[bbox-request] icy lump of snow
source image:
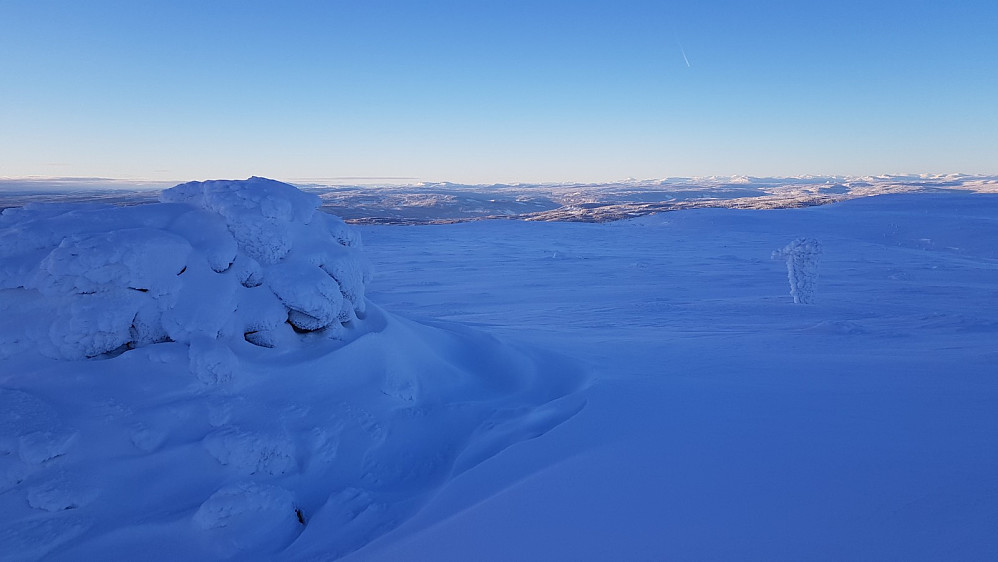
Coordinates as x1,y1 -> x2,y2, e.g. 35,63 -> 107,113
773,238 -> 822,304
0,177 -> 370,362
193,482 -> 301,553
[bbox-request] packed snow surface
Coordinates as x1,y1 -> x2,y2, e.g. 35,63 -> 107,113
0,178 -> 586,560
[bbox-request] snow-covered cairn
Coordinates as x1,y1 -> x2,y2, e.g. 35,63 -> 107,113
773,238 -> 822,304
0,177 -> 370,365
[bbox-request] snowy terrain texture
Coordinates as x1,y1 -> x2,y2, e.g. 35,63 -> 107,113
0,178 -> 586,560
346,192 -> 998,561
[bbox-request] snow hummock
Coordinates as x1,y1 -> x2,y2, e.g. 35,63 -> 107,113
0,178 -> 586,560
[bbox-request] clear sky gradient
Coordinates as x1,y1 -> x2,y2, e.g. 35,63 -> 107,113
2,1 -> 996,184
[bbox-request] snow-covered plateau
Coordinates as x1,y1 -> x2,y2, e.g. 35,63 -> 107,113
1,177 -> 996,560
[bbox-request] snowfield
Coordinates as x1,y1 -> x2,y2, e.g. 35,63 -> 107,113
349,192 -> 998,560
1,178 -> 996,560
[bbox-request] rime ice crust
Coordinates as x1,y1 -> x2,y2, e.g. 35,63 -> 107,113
773,238 -> 822,304
0,177 -> 370,363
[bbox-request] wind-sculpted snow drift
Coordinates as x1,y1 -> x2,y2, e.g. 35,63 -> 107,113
0,178 -> 587,560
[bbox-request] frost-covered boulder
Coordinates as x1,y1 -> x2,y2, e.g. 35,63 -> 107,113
0,177 -> 371,366
773,238 -> 822,304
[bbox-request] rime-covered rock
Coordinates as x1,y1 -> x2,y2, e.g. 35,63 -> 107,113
773,238 -> 822,304
0,177 -> 371,367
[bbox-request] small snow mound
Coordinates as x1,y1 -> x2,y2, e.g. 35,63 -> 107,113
27,479 -> 98,512
202,426 -> 298,475
129,424 -> 167,452
0,177 -> 371,366
188,337 -> 237,386
193,482 -> 300,552
18,430 -> 78,464
0,389 -> 76,464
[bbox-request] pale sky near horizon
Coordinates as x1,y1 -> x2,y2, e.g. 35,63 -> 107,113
2,1 -> 996,184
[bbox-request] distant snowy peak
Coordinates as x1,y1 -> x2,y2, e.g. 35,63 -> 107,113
0,177 -> 370,366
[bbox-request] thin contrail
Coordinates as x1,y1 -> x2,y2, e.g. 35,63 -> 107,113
679,42 -> 692,68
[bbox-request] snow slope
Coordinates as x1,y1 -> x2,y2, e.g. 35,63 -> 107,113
348,193 -> 998,560
0,178 -> 585,560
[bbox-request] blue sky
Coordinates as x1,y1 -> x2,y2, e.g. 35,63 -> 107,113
2,0 -> 996,183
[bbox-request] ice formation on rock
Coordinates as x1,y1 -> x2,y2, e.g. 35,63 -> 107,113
773,237 -> 822,304
0,177 -> 370,364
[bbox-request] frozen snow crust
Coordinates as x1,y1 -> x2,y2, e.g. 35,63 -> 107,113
0,178 -> 586,560
0,176 -> 369,363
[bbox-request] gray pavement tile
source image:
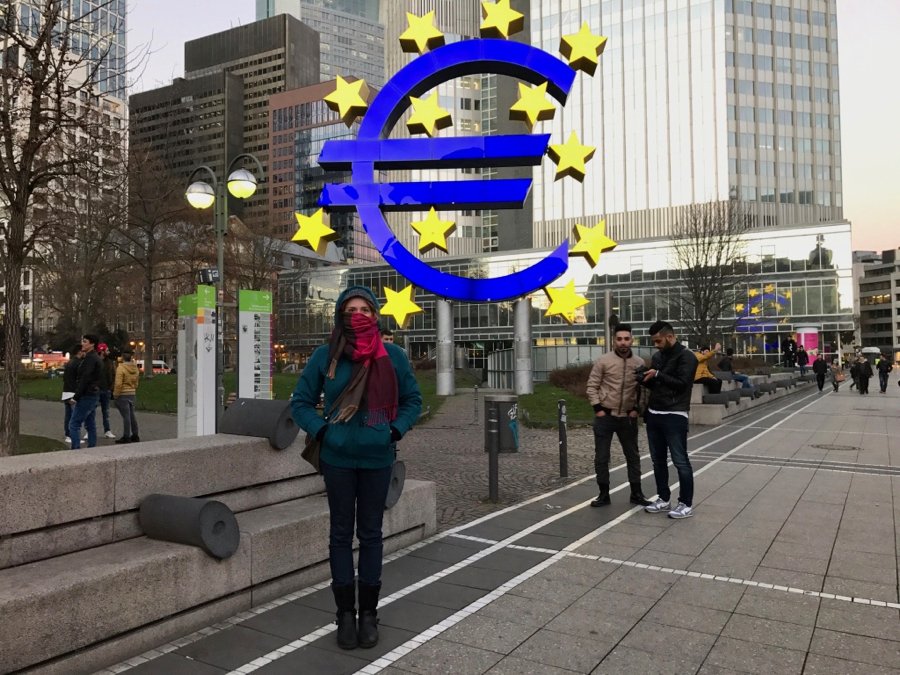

ABOUT THIS TASK: Repeat each record as given. No picture belongs in the copy.

SOLUTION TO THIS EXERCISE:
[bbox-request] icy lump of snow
source image:
Coordinates as x1,y1 -> x2,y2, e.g. 35,63 -> 107,113
773,238 -> 822,304
0,177 -> 370,362
193,482 -> 301,553
[bbox-request] packed snow surface
Coordinates as x1,y1 -> x2,y2, e.g. 35,63 -> 107,113
0,178 -> 586,560
[bbox-request] snow-covered cairn
Coordinates as x1,y1 -> x2,y2, e.g. 35,63 -> 107,113
773,238 -> 822,304
0,177 -> 370,365
[bbox-request] snowy terrain texture
Coordinates as x1,y1 -> x2,y2, e.g. 35,63 -> 107,113
0,178 -> 586,560
346,192 -> 998,561
[bbox-request] snow hummock
Coordinates as x1,y1 -> x2,y2, e.g. 35,63 -> 107,113
0,178 -> 586,560
[bbox-request] clear sky gradient
Coordinates as x1,y1 -> x2,y2, e.g. 35,63 -> 107,113
2,1 -> 996,184
[bbox-request] snow-covered plateau
Coordinates as x1,y1 -> x2,y2, e.g. 35,63 -> 107,113
1,177 -> 996,560
[bbox-request] snowfield
Coordinates as x1,y1 -> x2,y2, e.g. 35,63 -> 107,113
349,192 -> 998,560
1,178 -> 996,560
[bbox-request] rime ice crust
Coordinates as x1,y1 -> x2,y2, e.g. 35,63 -> 107,113
773,238 -> 822,304
0,177 -> 370,363
[bbox-request] wind-sculpted snow drift
Coordinates as x1,y1 -> x2,y2, e.g. 35,63 -> 107,113
0,178 -> 587,560
[bbox-request] frost-covered boulder
Coordinates as x1,y1 -> x2,y2, e.g. 35,63 -> 107,113
0,177 -> 371,366
773,238 -> 822,304
[bbox-request] rime-covered rock
Coordinates as x1,y1 -> x2,y2, e.g. 35,63 -> 107,113
773,238 -> 822,304
0,177 -> 371,367
[bbox-request] small snow mound
Coordinates as x1,y1 -> x2,y2, e.g. 35,63 -> 107,113
27,479 -> 98,512
202,426 -> 298,475
129,424 -> 167,452
0,177 -> 371,366
188,337 -> 237,386
193,482 -> 300,552
18,430 -> 78,464
0,389 -> 76,464
[bbox-request] pale sky near horizon
Coordinates as x1,y1 -> x2,y2, e.g. 35,63 -> 107,113
2,1 -> 996,184
[bbox-request] distant snowy peak
Coordinates as x1,y1 -> x2,y2, e.g. 35,63 -> 107,113
0,177 -> 370,366
[bbox-request] thin contrail
Coordinates as x1,y1 -> x2,y2, e.g. 35,63 -> 107,113
679,42 -> 692,68
[bbox-request] snow slope
Coordinates as x1,y1 -> x2,y2, e.g. 35,63 -> 107,113
348,193 -> 998,560
0,178 -> 585,560
[bbox-request] blue sky
Coordinates as x1,y1 -> x2,y2, e.g. 35,63 -> 107,113
2,0 -> 996,183
[bbox-request] ice formation on rock
Coordinates as x1,y1 -> x2,y2, e.g. 35,63 -> 107,113
773,237 -> 822,304
0,177 -> 370,364
[bbox-request] frozen snow crust
Coordinates as x1,y1 -> x2,y2, e.g. 35,63 -> 107,113
0,178 -> 586,560
0,176 -> 369,363
[bbox-request] gray pavement tile
source image:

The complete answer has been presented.